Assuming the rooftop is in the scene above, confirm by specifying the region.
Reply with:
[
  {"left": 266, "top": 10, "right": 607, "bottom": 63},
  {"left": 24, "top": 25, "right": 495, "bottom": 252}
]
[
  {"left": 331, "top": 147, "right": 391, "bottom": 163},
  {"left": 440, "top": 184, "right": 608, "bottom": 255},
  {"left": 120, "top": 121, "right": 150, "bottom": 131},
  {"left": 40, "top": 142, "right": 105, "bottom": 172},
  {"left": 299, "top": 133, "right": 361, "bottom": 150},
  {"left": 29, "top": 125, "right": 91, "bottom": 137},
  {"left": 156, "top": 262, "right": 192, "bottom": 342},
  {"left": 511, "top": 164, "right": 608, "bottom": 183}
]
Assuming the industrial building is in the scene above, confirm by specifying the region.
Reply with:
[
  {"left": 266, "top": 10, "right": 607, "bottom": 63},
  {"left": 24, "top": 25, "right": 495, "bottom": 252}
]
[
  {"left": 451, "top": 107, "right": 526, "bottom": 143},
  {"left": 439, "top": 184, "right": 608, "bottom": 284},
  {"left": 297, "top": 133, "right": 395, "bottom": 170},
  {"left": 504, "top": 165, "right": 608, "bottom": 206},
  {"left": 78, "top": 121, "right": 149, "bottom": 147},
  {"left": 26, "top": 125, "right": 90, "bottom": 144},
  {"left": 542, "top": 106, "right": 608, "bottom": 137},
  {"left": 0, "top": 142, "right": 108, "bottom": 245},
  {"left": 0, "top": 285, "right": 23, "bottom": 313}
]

GOAL:
Count how many lines in the rows above contain the string "confirm", matching case exactly, and reply with only that number.

CORRECT RESULT:
2